EURUSD struggles as US Fed remains unfazed
The US dollar resumes its rally as the Fed maintains its optimism about the economic recovery. The market’s recent jitters are a sign of indecision as traders navigate amid mixed data and statements.
As the spread of the Delta variant is still hitting the headlines, the last thing the dollar bulls want to hear is that the Fed will postpone the tapering schedule as the RBNZ did.
That said, bad news in nonfarm payrolls would be more impactful than good ones as the Fed may call for greater patience at the greenback’s expense.
The pair is hovering under 1.1800. A break below November’s low at 1.1600 could trigger a new wave of sell-off.
XAUUSD weighed down by rising yields
Gold remains under pressure as the prospect of monetary tightening lives on. Being a rather usual antipodean to the US dollar’s movement, the precious metal has much to lose if the Fed goes hawkish.
A rising number of Fed officials have already been considering unwinding the massive QE. That would ease fears of inflation and dollar debasement, which in turn would take away the raison d’etre of gold.
Besides, if investors can harvest higher interests from bonds, why would they stick with the non-yielding metal? If the price fails to clear the key hurdle at 1830, it may revisit the critical support at 1680.
NAS 100 rises ahead of key NFP
The Nasdaq 100 keeps the high ground in the hope that the liquidity tap will not close soon.
The market’s new all-time high is another reminder that the threat of the pandemic is also an opportunity for cloud and digital-focused companies. As counter-intuitive as it may sound, the macroenvironment would remain bull-friendly as long as labor data instill the right amount of uncertainty.
The day the Fed drops the word ‘transitory’ is probably the day the music stops. The tech index is still grinding up along a rising trendline from March 2020.
15800 would be the next stop, with 14800 as new support.
USOIL recovers as demand stabilizes
Oil prices rallied as demand has so far proved to be resilient.
A rise in US fuel demand suggests that the recovery is still on track. In fact, the pandemic situation is noticeably better than last summer.
In China (the world’s largest oil importer) low official figures in new infections brighten up the mood. Concerns about a peak in demand could be an exaggeration. On the supply side, a fall in US crude inventories for a third consecutive week will keep the bears in check.
Technical buying-the-dips at May’s low around 62.00 has put a floor to price action. A close above 69.50 could raise offers back to 74.00, a prerequisite for trend continuation.

■ Given entries ■
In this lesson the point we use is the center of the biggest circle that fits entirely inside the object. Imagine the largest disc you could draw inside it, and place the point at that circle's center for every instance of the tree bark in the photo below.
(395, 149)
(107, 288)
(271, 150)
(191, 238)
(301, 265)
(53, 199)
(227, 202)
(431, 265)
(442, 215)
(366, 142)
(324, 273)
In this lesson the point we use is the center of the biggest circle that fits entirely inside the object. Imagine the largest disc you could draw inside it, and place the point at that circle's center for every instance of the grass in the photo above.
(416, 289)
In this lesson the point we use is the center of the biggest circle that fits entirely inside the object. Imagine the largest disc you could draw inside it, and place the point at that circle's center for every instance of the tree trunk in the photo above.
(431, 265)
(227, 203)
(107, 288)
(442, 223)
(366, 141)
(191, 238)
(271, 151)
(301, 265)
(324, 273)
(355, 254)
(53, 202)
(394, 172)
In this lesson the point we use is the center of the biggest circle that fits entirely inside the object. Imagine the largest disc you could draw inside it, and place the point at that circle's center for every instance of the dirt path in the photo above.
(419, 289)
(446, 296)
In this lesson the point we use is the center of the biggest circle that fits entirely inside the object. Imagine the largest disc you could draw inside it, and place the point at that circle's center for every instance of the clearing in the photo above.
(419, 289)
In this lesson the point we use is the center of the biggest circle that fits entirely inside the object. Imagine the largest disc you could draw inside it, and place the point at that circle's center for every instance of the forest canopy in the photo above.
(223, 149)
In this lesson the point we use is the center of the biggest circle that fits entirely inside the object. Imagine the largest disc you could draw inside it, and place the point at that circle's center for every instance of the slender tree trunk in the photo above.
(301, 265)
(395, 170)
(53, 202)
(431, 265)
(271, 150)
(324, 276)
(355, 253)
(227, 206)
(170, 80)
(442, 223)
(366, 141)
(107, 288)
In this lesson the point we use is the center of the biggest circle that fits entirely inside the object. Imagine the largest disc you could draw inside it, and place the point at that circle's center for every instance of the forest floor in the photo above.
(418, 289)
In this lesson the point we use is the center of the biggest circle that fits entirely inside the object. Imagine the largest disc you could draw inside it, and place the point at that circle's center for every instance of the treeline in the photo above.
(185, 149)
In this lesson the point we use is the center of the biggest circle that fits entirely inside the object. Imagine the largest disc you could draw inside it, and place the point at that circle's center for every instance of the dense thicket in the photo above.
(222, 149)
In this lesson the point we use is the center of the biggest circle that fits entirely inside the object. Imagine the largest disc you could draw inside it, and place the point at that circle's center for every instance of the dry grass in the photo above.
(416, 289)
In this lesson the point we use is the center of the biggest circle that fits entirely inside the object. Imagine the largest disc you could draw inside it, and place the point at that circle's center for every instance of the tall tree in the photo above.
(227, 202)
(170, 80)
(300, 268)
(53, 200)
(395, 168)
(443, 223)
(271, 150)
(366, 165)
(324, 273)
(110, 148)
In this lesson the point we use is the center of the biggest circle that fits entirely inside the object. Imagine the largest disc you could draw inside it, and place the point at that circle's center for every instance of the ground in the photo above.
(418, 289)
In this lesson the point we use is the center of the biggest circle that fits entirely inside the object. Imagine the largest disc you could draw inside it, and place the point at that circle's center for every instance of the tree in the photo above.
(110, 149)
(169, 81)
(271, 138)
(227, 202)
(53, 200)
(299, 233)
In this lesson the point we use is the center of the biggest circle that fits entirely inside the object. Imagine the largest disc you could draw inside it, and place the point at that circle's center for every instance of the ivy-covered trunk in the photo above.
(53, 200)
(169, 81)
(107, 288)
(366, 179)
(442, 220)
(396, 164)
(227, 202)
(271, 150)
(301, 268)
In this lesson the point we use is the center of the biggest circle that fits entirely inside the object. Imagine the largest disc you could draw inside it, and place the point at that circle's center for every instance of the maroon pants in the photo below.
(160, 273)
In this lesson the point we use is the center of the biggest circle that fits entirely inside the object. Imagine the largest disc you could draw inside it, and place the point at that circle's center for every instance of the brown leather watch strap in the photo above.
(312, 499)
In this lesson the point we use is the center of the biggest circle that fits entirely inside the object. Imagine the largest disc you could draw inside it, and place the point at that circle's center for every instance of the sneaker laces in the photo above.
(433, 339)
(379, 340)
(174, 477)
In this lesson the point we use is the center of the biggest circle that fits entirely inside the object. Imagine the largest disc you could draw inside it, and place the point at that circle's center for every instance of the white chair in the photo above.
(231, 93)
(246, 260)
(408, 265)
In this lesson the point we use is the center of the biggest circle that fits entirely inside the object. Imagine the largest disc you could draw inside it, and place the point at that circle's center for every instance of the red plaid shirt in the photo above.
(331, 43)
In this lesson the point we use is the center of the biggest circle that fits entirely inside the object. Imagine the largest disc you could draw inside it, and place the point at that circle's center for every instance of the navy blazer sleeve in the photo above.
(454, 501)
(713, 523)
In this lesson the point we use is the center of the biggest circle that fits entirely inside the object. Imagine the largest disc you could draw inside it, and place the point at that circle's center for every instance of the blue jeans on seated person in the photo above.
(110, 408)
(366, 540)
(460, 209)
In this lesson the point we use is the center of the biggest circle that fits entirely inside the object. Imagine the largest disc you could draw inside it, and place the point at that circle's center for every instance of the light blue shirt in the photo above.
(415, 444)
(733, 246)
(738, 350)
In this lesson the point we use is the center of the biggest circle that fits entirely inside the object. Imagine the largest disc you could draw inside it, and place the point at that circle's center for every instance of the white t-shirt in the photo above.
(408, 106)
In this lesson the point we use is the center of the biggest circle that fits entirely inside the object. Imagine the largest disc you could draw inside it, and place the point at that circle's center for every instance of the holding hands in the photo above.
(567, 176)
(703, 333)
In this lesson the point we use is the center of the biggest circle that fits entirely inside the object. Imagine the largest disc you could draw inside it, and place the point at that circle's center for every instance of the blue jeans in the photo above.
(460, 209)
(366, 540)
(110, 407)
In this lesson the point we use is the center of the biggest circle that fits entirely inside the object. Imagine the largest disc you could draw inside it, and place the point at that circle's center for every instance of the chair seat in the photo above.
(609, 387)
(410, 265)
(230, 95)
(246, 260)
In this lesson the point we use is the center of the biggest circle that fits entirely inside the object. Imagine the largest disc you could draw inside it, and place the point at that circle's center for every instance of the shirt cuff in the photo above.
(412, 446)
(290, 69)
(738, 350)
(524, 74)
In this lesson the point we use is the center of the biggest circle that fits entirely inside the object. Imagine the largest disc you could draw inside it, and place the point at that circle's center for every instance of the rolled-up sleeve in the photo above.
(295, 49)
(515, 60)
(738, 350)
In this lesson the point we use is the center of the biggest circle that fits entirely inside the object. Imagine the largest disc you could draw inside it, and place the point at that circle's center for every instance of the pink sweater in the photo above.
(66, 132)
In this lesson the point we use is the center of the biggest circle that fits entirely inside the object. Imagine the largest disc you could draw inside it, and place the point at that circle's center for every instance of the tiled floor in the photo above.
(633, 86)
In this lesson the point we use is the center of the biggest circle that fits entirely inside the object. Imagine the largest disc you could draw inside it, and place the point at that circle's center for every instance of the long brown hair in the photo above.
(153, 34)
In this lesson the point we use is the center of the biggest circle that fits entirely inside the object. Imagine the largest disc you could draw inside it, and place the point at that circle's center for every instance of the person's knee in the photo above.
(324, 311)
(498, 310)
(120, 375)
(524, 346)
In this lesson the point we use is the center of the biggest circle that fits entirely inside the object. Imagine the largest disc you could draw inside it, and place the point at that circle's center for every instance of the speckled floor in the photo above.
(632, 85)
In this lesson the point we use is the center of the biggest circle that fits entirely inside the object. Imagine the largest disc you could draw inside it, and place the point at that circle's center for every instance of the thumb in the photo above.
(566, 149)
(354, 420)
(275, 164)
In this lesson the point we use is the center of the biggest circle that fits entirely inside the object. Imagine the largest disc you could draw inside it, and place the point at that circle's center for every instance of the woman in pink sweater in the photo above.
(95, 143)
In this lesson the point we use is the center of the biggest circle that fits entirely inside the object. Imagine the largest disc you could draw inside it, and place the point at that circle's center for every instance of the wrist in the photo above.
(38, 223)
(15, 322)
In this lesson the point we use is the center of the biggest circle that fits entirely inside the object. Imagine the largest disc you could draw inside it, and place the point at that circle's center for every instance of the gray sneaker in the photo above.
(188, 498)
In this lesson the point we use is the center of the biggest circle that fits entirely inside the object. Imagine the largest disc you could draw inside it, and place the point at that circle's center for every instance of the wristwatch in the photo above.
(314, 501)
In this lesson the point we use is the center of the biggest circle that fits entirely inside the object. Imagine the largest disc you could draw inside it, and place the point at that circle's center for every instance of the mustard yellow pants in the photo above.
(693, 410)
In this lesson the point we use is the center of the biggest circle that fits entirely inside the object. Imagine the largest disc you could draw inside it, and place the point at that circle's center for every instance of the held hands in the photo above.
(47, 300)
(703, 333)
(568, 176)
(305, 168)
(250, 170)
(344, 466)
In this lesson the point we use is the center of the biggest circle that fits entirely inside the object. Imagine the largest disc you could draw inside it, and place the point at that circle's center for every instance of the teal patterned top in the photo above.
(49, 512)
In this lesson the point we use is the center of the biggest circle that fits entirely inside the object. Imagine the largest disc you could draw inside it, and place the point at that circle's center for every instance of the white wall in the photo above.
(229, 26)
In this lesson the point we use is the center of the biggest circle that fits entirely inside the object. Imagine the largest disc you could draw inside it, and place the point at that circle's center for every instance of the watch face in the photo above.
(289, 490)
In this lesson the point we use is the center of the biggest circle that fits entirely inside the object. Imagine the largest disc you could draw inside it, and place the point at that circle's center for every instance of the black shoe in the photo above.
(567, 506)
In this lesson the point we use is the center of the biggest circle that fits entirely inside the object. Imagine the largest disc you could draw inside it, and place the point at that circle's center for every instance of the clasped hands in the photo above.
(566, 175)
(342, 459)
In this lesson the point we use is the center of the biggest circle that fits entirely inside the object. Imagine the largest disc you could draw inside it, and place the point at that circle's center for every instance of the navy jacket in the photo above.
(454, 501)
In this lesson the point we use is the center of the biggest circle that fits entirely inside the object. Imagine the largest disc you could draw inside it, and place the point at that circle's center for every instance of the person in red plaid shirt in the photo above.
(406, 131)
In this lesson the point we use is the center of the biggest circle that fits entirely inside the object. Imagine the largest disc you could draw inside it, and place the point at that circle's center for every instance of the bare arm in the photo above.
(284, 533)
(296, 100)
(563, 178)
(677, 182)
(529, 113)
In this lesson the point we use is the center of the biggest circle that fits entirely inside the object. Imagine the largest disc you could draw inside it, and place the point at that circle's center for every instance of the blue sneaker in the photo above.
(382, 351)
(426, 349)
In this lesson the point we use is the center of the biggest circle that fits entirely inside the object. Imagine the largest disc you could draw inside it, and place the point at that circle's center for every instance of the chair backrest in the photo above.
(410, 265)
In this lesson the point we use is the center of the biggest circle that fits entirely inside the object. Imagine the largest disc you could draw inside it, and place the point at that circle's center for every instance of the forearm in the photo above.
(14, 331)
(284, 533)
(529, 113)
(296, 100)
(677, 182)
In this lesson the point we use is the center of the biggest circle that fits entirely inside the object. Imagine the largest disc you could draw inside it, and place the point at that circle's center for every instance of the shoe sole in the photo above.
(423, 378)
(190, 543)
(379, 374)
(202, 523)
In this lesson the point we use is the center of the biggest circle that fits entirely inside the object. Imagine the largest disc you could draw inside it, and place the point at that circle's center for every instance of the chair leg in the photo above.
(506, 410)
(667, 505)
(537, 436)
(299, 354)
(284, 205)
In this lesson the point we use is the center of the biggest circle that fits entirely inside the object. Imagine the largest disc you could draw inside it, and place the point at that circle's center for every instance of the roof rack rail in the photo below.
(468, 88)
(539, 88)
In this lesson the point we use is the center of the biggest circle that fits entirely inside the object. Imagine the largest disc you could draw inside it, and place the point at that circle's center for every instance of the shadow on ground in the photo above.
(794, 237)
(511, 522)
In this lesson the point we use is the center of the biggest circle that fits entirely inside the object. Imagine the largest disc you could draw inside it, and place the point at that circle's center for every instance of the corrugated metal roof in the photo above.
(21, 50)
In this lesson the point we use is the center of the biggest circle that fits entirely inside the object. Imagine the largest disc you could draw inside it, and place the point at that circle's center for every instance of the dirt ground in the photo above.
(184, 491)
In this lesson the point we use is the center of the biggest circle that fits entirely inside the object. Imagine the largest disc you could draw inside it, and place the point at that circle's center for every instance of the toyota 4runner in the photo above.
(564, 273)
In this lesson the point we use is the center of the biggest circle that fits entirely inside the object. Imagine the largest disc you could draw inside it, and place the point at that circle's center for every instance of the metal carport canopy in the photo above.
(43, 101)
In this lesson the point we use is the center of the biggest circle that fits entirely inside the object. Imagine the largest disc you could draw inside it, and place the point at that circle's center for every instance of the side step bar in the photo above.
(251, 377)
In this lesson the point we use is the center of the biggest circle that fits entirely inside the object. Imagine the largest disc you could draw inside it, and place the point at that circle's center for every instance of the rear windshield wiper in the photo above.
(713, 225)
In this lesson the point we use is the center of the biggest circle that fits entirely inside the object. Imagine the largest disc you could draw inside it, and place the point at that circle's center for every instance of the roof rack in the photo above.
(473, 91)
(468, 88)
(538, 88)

■ Exercise 1 ■
What does the market commentary give as the next stop for the Nasdaq 100?
■ Exercise 2 ■
Please write out the market commentary's passage starting with "That said, bad" and going on through "Fed goes hawkish.", changing "greenback’s" to "dollar’s".
The items are separate material with no link to the market commentary.

■ Written reply 1 ■
15800

■ Written reply 2 ■
That said, bad news in nonfarm payrolls would be more impactful than good ones as the Fed may call for greater patience at the dollar’s expense.
The pair is hovering under 1.1800. A break below November’s low at 1.1600 could trigger a new wave of sell-off.
XAUUSD weighed down by rising yields
Gold remains under pressure as the prospect of monetary tightening lives on. Being a rather usual antipodean to the US dollar’s movement, the precious metal has much to lose if the Fed goes hawkish.